=== MATERIAL PROVIDED ===

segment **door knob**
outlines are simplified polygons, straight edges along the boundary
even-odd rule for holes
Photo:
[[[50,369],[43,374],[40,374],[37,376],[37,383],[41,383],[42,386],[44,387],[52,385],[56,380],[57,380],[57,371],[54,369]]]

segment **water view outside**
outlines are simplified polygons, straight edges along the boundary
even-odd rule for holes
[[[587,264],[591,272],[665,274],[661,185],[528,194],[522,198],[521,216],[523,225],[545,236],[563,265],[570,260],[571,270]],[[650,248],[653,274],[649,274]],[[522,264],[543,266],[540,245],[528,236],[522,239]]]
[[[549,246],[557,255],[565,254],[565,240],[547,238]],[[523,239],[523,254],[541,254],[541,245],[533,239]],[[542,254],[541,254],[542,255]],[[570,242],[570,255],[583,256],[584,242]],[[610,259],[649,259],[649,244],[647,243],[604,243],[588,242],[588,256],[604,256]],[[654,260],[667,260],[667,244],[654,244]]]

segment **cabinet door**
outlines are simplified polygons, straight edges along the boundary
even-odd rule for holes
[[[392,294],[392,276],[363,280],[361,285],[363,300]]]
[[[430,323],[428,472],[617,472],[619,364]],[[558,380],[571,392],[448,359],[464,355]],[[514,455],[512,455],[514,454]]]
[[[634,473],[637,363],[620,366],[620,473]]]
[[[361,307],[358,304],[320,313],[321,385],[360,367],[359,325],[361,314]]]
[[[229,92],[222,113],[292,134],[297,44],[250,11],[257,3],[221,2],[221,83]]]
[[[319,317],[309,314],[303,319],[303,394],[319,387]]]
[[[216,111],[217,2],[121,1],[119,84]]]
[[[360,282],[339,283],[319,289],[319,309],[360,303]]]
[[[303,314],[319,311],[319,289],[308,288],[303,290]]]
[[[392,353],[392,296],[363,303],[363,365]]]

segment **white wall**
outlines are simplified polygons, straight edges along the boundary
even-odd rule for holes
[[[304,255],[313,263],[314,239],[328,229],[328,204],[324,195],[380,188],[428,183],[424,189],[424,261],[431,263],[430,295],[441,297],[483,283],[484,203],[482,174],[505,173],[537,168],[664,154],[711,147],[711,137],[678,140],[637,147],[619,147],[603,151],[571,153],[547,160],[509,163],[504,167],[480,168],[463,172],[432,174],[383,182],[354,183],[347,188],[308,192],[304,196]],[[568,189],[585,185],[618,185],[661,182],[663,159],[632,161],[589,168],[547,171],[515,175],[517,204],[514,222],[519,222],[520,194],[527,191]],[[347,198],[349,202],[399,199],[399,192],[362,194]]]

===

## EXERCISE INSTRUCTIONS
Revise all the items above by changing every "even-odd rule" to "nonzero winding rule", leaving everything else as it is.

## SOLVED EXERCISE
segment **door knob**
outlines are simplified polygons, straight edges along the boundary
nonzero winding rule for holes
Photo:
[[[50,369],[43,374],[40,374],[37,376],[37,383],[41,383],[42,386],[44,387],[52,385],[56,380],[57,380],[57,371],[54,369]]]

segment **water view outside**
outlines are simplified polygons, straight edges along the boundary
nonzero winding rule for holes
[[[587,264],[591,272],[665,274],[661,185],[528,194],[522,198],[521,216],[523,225],[545,236],[563,265],[570,260],[571,270]],[[650,248],[653,274],[649,274]],[[522,264],[543,266],[540,245],[528,236],[522,239]]]
[[[549,246],[557,255],[565,254],[565,240],[547,238]],[[523,239],[523,254],[541,254],[541,245],[533,239]],[[542,254],[541,254],[542,255]],[[570,242],[570,255],[583,256],[584,242]],[[610,259],[649,259],[649,244],[647,243],[604,243],[588,242],[588,256],[604,256]],[[654,260],[667,260],[667,244],[654,244]]]

segment **cabinet door**
outlines are simplified polygons, straight edges along the boundary
nonzero winding rule for holes
[[[392,294],[392,276],[363,280],[361,285],[363,300]]]
[[[430,323],[428,472],[617,472],[619,364]],[[558,380],[571,392],[448,359],[464,355]],[[514,455],[512,455],[514,454]]]
[[[634,473],[637,363],[620,366],[620,473]]]
[[[361,307],[358,304],[320,313],[321,385],[360,367],[359,325],[361,314]]]
[[[229,92],[222,113],[292,134],[297,44],[250,11],[257,3],[221,2],[221,83]]]
[[[319,317],[309,314],[303,319],[303,394],[319,387]]]
[[[216,111],[217,2],[121,1],[119,84]]]
[[[360,282],[339,283],[319,289],[319,309],[360,303]]]
[[[303,314],[319,311],[319,289],[308,288],[303,290]]]
[[[392,353],[392,296],[363,303],[363,365]]]

segment **white wall**
outlines are simplified polygons, straight edges along the boundary
nonzero winding rule for holes
[[[304,255],[313,263],[314,239],[328,229],[328,204],[324,195],[380,188],[428,183],[424,189],[424,261],[431,263],[430,295],[441,297],[483,283],[484,203],[482,174],[505,173],[537,168],[664,154],[711,147],[711,137],[678,140],[637,147],[619,147],[603,151],[571,153],[547,160],[509,163],[504,167],[480,168],[463,172],[432,174],[383,182],[354,183],[347,188],[308,192],[304,196]],[[568,189],[585,185],[618,185],[661,182],[663,159],[632,161],[589,168],[547,171],[515,175],[517,204],[514,222],[519,222],[520,194],[527,191]],[[347,198],[349,202],[399,199],[399,192],[362,194]]]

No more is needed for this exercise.